> [Short task]:
Pick out every line of the material below that contains the word "instance", and copy those lines. Case counts.

:: Data section ::

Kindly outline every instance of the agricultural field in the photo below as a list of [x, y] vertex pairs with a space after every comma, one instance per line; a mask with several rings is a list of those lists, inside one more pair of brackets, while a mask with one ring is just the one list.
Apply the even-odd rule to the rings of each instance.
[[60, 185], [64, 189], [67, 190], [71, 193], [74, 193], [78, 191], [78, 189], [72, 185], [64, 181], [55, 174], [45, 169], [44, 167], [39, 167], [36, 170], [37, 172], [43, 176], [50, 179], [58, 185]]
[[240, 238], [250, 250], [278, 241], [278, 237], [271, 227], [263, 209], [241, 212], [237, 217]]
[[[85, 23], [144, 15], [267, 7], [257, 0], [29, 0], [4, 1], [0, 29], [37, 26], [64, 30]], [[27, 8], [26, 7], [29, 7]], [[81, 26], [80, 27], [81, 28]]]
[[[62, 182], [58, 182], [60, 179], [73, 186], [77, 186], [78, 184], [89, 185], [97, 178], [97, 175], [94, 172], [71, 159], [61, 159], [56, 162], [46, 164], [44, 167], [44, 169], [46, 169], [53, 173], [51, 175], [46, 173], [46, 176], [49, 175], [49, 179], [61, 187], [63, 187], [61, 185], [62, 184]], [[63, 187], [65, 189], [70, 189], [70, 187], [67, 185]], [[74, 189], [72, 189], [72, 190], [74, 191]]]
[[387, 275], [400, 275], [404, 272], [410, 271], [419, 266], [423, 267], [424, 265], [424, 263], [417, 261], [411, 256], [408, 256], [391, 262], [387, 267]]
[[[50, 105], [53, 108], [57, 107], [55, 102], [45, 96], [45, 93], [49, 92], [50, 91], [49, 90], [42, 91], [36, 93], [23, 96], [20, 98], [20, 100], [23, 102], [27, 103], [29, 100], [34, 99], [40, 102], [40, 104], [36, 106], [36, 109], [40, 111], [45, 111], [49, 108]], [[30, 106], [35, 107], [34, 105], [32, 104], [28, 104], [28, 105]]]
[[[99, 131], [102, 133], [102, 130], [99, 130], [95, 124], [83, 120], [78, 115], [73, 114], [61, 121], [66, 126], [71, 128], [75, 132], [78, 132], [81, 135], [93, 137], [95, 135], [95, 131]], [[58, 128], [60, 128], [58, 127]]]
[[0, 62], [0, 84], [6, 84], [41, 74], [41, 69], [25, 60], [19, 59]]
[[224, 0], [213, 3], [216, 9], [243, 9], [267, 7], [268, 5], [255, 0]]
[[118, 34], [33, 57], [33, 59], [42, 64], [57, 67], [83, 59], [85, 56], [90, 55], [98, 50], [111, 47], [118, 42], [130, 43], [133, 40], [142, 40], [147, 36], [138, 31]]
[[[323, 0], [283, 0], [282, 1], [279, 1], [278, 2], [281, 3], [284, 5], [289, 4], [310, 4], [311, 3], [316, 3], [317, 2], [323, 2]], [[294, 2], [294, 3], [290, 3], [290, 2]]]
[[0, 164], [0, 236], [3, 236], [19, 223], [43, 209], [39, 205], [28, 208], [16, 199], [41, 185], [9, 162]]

:::

> [The solution]:
Kindly outline every instance of the agricultural field in the photo below as a list of [x, y] vertex pairs with a space after every comma, one instance per line; a mask with several rings is a list of those lists, inside one more pair of brackets, while a mask with one ring is just the one list.
Apply the even-odd rule to the rings of each instance.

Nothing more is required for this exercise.